Earlier on Sunday, UK Culture, Media and Sport Minister Lisa Nandy called the allegations “incredibly serious”, saying there is a “systemic bias in the way that difficult issues are reported at the BBC”.
Reporting from London, Al Jazeera’s Rory Challands noted that the BBC has always been in a difficult position.
“It is pilloried by the right, who perceive it to be a hotbed of liberal bias. It’s pilloried by the left, who think that it kowtows to the establishment and pumps out government lines when it comes to things like Gaza, particularly, not holding the powerful to account as it should do as a broadcaster.”
Accusations of anti-Israel bias
The controversy, whipped up by UK right-wing media, reached the other side of the Atlantic with Trump’s press secretary Karoline Leavitt describing the BBC as “100 percent fake news” and a “propaganda machine” on Friday.
The story broke on Tuesday when The Daily Telegraph cited a memo complied by Michael Prescott, a former member of the BBC’s editorial standards committee, which raised concerns over the Trump edit, as well as criticising perceived anti-Israel bias in the BBC’s Arabic service.

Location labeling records
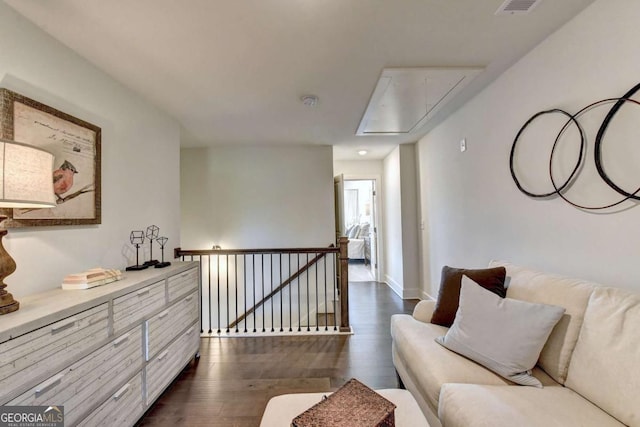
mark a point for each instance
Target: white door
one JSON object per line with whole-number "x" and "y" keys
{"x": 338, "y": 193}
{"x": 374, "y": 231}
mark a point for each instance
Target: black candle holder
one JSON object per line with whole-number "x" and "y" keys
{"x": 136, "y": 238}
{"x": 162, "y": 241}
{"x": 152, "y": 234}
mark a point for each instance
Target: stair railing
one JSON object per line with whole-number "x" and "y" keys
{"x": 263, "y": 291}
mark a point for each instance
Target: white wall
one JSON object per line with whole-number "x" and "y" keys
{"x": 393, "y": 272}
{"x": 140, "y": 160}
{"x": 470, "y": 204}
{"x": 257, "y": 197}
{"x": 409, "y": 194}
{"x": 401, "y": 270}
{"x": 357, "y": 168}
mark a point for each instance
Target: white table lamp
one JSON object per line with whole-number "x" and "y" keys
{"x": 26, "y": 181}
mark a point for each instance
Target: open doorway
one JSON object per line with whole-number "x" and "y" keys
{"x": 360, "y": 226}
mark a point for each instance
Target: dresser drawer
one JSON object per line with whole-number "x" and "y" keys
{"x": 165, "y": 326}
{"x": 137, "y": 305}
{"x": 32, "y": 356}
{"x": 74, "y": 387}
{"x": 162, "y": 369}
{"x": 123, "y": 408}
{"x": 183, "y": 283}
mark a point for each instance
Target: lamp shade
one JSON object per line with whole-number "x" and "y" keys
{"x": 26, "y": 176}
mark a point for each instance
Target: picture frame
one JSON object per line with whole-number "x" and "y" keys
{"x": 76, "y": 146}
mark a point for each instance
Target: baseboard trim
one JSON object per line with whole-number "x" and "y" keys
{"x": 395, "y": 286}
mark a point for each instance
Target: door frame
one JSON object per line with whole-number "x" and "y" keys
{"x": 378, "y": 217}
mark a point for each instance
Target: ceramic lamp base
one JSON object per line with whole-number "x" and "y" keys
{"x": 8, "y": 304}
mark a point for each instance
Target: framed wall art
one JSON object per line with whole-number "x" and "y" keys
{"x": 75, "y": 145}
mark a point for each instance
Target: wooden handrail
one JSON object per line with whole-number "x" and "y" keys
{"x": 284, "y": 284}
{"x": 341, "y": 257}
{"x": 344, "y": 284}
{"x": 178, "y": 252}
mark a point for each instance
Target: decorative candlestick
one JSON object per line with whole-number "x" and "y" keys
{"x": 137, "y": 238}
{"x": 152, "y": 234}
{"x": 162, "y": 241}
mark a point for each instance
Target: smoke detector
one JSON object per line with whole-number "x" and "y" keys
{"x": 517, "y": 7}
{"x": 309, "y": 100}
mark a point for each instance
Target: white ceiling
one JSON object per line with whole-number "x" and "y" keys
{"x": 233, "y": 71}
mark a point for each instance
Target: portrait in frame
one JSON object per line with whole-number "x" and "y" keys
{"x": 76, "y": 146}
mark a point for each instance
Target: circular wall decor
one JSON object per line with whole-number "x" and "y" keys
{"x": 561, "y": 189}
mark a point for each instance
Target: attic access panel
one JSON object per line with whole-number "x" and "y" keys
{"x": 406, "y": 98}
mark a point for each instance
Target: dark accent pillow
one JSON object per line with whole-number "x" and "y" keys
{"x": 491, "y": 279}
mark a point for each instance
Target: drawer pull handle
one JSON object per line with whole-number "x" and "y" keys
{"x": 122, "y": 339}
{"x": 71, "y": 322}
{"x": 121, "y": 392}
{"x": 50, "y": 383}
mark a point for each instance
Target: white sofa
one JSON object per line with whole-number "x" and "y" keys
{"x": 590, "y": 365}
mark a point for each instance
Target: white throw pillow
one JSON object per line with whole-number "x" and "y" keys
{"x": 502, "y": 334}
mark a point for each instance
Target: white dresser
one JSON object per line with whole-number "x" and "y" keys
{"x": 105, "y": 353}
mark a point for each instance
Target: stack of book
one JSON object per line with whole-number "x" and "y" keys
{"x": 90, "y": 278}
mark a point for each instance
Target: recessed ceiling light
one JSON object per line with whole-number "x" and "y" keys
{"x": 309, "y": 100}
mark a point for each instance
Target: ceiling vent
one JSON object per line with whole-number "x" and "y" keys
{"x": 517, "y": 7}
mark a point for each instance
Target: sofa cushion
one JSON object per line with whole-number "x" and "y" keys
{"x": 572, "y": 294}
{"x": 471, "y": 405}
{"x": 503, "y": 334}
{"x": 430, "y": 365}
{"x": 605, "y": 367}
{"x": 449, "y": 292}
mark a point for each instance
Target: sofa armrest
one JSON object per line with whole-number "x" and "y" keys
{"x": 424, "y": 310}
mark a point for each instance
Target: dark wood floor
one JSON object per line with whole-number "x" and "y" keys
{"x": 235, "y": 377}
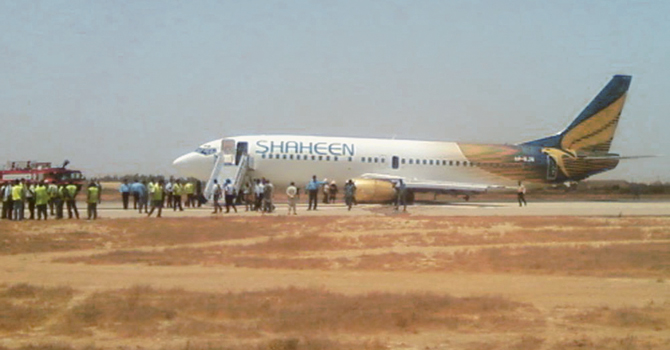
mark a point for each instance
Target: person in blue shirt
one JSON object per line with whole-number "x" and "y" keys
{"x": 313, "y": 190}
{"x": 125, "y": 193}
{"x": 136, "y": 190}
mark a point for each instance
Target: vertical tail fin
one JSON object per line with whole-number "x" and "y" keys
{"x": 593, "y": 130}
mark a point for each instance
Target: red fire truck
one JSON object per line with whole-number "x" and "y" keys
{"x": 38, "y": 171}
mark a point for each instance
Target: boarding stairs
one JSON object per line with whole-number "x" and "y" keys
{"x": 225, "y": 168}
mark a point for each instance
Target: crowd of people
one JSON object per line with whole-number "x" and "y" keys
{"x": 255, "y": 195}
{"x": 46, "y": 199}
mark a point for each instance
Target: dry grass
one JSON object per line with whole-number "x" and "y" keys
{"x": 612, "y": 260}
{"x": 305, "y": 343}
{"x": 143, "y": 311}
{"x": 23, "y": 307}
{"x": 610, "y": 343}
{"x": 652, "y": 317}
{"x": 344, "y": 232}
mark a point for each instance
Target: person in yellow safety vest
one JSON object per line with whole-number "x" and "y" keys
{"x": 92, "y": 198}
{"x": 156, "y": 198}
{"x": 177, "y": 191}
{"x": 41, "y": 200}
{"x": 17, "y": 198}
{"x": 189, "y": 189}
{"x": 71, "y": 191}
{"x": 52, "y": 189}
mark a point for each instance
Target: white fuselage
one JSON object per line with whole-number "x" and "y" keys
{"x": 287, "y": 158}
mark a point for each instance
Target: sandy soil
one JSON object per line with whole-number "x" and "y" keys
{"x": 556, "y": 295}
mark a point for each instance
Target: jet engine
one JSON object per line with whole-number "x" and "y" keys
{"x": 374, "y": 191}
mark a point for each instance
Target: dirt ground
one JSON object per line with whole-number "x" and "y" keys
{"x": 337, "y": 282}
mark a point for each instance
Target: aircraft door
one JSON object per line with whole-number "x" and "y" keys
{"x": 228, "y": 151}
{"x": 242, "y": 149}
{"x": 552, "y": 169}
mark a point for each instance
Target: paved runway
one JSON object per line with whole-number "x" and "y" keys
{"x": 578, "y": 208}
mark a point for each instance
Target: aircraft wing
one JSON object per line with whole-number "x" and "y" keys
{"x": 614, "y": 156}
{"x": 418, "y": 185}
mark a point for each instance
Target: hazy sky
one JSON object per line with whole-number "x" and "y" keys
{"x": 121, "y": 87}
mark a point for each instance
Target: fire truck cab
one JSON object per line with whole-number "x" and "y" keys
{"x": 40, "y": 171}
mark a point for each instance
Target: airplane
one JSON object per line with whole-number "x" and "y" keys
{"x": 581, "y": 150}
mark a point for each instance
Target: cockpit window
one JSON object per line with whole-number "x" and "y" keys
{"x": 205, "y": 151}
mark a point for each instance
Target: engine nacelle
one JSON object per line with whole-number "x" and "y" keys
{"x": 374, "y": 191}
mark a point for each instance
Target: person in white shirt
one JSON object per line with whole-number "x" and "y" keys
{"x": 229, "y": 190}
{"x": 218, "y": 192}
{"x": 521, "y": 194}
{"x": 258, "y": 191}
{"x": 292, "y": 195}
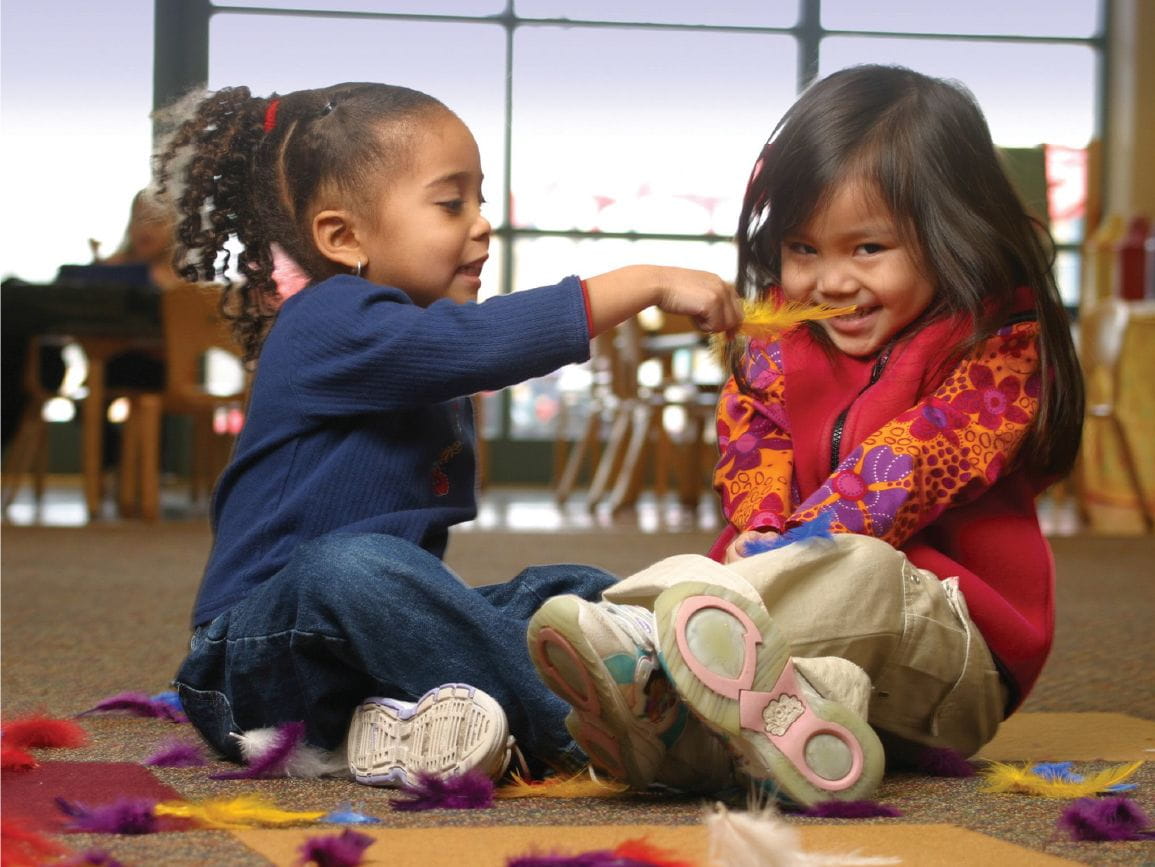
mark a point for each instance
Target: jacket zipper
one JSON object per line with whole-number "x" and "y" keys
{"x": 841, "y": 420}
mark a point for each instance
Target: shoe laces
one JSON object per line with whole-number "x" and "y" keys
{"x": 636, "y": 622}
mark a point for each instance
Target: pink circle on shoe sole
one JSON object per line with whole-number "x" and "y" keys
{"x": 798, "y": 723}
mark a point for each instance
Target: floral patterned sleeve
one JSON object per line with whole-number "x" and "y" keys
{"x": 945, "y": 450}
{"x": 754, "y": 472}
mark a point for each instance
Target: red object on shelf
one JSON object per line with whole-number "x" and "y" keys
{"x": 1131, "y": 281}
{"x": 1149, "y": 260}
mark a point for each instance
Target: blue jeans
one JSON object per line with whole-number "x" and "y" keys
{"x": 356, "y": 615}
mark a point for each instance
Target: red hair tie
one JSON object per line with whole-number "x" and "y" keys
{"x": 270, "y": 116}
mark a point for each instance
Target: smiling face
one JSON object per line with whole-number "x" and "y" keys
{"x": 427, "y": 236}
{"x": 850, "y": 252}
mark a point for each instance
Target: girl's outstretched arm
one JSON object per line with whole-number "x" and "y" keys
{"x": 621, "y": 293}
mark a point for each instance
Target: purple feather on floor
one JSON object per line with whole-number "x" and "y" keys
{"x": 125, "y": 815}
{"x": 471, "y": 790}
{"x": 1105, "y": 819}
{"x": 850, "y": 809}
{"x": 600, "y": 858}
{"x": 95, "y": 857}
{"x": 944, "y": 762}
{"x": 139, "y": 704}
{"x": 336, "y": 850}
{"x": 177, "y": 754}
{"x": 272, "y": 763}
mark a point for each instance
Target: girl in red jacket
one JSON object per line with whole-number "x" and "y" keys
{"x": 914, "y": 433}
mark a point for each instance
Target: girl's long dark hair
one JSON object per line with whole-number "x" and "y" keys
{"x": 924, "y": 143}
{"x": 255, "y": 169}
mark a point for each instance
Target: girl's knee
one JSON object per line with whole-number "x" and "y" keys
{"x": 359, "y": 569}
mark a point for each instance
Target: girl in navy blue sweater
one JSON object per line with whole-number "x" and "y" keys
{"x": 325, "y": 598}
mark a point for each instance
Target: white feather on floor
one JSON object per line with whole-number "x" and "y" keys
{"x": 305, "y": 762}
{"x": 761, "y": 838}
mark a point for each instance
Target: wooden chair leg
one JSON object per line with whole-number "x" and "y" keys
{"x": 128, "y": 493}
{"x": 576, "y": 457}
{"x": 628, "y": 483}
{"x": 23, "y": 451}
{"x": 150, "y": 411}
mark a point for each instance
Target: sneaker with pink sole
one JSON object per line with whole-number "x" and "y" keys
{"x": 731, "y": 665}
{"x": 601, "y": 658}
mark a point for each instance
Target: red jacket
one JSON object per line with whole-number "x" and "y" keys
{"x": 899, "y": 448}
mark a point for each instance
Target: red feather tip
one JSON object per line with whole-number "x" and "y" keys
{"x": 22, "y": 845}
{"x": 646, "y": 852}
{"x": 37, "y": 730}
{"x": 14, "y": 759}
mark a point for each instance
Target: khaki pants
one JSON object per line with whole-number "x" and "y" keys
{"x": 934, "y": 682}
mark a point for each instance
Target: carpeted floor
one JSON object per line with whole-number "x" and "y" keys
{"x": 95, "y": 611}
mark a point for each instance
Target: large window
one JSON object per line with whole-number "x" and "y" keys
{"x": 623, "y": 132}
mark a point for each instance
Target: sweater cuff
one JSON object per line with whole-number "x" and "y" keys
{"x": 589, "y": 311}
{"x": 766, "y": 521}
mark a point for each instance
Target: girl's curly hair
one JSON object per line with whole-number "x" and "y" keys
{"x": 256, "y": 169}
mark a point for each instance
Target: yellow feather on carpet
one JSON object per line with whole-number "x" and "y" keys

■ **Actions to take**:
1. According to the news excerpt on the BBC bias allegations, why does Rory Challands say the BBC has always been in a difficult position? Answer in one to three sentences.
2. Resume the news excerpt on the BBC bias allegations from the point where it stops.

■ **Task-by-task answers**:
1. The BBC is attacked from both sides. The right sees it as a hotbed of liberal bias. The left thinks it kowtows to the establishment and pumps out government lines on matters like Gaza instead of holding the powerful to account.

2.
On Saturday, the newspaper reported right-wing lawmaker Priti Patel, of the Conservative Party, demanded the UK Foreign Office review its funding of BBC Arabic through its grant for the BBC World Service, alleging “pro-Hamas and anti-Israel bias”.
The broadcaster has also been accused of giving Israel favourable coverage in its reporting of the war on Gaza, coming under criticism from its own staff.
Davie’s resignation was celebrated by Nigel Farage, leader of the populist hard-right Reform UK party, which is soaring in opinion polls.
“This is the BBC’s last chance. If they don’t get this right there will be vast numbers of people refusing to pay the licence fee,” Farage said on X.